== Work to complete ==
After locating the line with "Target: windowsill" in the data that follows, return it and every later line exactly, up to and including the line with "189, row 134.".

Items from a data source

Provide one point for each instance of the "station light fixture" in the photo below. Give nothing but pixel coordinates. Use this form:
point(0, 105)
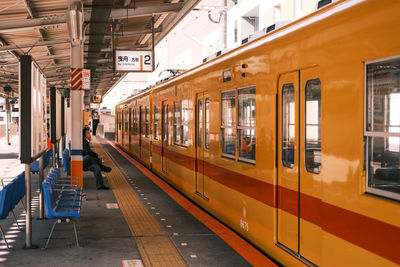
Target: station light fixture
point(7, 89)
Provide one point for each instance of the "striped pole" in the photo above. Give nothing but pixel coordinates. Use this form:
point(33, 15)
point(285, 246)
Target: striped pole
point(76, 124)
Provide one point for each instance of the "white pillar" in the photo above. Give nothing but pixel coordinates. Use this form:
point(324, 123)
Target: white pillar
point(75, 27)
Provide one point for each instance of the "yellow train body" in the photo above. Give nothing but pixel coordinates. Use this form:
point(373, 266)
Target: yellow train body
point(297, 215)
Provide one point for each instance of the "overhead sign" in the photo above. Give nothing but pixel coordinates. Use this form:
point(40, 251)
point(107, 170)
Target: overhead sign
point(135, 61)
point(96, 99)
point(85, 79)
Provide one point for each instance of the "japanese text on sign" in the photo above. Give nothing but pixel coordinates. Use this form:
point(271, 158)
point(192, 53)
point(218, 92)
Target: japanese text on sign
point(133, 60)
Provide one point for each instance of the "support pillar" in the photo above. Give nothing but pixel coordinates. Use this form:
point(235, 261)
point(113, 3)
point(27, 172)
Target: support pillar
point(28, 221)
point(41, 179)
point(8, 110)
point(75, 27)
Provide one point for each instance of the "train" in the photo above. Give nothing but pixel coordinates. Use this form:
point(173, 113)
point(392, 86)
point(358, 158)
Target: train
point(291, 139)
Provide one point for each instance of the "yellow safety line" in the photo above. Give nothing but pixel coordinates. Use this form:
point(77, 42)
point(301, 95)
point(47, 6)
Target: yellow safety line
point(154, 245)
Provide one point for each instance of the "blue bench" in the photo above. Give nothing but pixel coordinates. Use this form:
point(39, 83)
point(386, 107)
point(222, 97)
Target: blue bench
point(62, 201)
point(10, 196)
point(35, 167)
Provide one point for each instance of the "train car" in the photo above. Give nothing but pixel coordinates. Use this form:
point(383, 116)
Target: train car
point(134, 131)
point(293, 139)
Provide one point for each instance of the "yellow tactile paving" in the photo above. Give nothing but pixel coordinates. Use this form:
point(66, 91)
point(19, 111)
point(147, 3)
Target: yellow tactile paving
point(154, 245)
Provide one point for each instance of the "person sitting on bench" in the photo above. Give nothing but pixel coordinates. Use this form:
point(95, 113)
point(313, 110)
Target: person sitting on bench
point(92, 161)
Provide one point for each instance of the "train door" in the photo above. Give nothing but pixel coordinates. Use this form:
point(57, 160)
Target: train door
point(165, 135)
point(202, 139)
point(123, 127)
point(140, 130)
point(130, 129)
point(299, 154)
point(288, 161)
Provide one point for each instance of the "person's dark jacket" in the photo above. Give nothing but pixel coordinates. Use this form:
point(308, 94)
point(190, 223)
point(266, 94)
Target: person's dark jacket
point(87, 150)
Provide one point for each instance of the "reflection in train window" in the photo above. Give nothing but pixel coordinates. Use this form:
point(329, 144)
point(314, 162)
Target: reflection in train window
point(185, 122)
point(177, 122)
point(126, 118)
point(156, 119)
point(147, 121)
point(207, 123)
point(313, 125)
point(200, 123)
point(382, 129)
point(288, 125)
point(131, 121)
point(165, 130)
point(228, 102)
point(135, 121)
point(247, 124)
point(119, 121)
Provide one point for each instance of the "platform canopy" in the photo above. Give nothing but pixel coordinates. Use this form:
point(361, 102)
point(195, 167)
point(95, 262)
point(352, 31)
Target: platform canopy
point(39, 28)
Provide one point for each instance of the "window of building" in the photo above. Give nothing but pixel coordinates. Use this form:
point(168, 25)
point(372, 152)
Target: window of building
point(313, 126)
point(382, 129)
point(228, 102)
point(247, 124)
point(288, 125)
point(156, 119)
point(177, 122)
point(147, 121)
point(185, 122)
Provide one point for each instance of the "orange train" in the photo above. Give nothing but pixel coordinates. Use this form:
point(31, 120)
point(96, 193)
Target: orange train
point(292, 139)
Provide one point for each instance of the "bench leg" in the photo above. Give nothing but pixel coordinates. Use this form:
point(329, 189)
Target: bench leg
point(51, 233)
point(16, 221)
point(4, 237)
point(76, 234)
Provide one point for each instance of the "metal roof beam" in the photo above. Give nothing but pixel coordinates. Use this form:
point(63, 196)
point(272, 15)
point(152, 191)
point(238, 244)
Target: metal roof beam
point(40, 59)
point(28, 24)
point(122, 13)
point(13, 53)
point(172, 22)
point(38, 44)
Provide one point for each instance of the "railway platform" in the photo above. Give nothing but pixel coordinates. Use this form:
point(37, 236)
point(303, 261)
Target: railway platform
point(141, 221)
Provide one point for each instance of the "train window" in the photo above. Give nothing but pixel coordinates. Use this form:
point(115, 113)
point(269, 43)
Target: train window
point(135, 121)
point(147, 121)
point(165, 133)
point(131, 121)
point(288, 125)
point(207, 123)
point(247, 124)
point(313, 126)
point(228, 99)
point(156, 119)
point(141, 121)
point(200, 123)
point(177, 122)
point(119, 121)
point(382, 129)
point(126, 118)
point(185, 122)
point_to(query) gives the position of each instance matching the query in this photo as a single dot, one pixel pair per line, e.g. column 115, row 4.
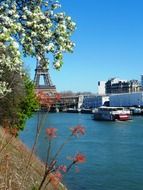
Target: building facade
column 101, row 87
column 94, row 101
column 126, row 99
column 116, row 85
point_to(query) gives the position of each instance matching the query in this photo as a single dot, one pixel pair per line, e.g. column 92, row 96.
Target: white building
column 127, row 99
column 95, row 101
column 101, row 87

---

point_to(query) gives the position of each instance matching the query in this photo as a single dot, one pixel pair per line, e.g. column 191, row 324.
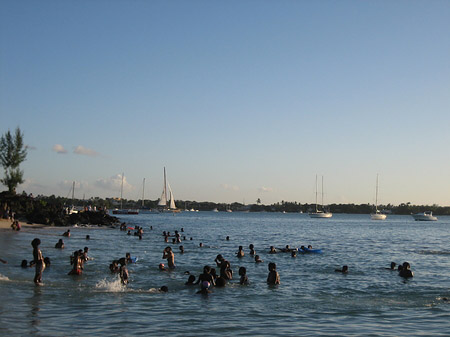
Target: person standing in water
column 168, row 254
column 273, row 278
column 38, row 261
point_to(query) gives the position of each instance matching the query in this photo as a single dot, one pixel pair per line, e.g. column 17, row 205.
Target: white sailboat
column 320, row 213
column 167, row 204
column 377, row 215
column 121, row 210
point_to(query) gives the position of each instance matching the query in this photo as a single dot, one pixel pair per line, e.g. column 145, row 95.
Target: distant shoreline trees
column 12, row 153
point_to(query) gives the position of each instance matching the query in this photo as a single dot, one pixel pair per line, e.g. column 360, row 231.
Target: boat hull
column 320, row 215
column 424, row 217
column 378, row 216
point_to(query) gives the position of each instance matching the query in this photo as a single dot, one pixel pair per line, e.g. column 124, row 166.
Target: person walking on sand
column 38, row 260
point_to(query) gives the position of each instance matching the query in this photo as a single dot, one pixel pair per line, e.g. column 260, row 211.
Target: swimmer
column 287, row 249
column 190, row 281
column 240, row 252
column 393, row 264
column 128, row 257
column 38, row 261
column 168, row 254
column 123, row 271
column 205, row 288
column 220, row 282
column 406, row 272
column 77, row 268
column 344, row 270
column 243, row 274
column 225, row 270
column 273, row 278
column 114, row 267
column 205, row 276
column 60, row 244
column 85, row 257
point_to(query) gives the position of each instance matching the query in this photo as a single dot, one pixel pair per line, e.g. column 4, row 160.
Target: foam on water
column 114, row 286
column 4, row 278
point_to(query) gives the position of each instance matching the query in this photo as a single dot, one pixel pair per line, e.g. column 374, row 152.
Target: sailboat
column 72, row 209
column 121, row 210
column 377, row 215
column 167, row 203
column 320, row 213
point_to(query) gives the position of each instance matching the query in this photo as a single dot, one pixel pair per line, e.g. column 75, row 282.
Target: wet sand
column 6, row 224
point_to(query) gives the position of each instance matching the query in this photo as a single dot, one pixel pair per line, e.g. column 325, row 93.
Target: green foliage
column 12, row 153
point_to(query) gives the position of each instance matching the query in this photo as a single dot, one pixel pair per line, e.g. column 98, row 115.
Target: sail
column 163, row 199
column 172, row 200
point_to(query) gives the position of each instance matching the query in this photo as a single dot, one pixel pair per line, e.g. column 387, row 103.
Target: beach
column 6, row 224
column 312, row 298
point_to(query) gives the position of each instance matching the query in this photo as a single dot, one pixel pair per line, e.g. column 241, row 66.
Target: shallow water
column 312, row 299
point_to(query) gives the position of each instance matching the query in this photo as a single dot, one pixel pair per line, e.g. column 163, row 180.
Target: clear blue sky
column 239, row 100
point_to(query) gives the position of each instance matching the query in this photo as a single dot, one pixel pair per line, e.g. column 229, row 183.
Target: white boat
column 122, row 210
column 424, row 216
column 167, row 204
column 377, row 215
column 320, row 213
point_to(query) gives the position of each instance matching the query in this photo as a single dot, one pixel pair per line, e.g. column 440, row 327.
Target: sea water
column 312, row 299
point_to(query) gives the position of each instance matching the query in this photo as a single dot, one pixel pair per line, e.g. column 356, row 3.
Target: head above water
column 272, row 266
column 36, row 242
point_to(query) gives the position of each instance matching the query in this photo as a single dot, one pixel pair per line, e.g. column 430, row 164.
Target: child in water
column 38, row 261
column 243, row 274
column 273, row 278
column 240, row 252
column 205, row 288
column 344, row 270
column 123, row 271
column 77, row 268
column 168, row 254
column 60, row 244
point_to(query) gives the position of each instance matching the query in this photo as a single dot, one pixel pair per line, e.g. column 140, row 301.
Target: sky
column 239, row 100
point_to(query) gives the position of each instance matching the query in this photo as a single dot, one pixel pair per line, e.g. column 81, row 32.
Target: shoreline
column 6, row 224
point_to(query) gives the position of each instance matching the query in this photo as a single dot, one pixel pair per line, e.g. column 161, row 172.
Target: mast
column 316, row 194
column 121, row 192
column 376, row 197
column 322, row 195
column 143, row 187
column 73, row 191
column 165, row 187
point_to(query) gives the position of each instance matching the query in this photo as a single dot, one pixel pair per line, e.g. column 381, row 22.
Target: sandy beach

==

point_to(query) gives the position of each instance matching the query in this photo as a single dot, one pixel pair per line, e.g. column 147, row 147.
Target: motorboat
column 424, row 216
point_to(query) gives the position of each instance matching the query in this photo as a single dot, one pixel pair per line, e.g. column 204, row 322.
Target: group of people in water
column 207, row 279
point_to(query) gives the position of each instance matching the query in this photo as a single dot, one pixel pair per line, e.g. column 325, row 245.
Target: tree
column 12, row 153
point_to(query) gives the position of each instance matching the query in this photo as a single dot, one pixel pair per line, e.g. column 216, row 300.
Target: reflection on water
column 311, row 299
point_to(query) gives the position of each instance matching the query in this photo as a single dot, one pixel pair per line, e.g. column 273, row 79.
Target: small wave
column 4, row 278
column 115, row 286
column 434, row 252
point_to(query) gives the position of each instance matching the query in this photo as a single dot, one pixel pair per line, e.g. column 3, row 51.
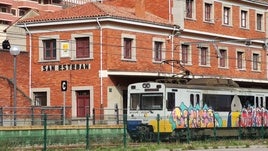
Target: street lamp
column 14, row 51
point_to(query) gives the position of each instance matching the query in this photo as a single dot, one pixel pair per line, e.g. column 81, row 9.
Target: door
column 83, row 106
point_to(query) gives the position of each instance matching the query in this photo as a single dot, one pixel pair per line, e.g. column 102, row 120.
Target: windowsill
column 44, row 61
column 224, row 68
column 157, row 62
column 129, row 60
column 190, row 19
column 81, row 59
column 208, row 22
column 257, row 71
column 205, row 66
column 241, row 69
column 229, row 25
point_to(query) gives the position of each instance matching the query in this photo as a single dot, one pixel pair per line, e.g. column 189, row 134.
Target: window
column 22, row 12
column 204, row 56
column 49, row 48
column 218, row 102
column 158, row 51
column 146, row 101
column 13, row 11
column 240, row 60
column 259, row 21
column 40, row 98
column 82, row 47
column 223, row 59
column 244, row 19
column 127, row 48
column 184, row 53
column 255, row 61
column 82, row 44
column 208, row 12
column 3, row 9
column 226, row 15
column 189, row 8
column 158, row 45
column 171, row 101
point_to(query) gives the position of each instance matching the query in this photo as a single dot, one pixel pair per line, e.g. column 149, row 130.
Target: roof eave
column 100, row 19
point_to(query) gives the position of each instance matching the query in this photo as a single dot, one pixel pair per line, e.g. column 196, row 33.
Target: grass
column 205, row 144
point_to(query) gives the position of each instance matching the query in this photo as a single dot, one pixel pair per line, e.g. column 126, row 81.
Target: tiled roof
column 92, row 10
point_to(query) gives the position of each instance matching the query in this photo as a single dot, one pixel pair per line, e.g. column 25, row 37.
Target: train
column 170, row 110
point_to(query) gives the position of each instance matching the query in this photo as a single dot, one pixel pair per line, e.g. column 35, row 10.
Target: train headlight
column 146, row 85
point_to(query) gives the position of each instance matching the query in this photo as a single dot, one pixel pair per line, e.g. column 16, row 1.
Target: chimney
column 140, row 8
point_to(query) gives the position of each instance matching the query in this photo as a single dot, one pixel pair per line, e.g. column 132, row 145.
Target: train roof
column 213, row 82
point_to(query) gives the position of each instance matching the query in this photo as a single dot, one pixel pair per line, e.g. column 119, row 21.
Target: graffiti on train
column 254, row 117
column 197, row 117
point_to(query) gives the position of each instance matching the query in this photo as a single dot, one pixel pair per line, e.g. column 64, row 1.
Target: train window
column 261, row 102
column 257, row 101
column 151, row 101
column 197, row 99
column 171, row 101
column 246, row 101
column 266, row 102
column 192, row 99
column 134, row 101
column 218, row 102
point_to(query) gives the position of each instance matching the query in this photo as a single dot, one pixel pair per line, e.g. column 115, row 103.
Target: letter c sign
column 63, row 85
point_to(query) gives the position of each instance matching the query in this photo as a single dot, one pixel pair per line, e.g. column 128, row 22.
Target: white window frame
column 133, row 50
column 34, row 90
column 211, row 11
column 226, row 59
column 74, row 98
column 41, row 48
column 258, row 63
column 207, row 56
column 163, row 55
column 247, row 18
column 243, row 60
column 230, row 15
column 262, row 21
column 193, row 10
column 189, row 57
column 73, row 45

== Exercise response ==
Target: windowsill
column 44, row 61
column 224, row 68
column 157, row 62
column 129, row 60
column 190, row 19
column 81, row 59
column 208, row 22
column 257, row 71
column 205, row 66
column 241, row 69
column 229, row 25
point_to(query) gives the position of each instance matching the query in this photo as a single dot, one pixel pair per line, e.g. column 189, row 134.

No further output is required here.